* Your task:
Set down each entry below exactly as written, keeping the pictures out.

(Dataset entries)
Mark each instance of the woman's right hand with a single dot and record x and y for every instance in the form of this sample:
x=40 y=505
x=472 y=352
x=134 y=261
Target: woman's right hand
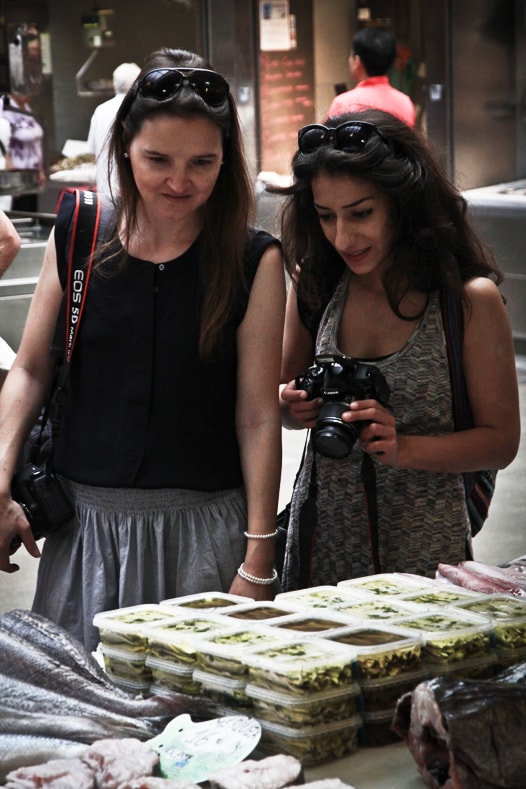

* Reply to the task:
Mark each instance of the woman's right hand with a single dot and record x and y for every instance in the form of this sample:
x=40 y=505
x=472 y=352
x=134 y=261
Target: woman's right hand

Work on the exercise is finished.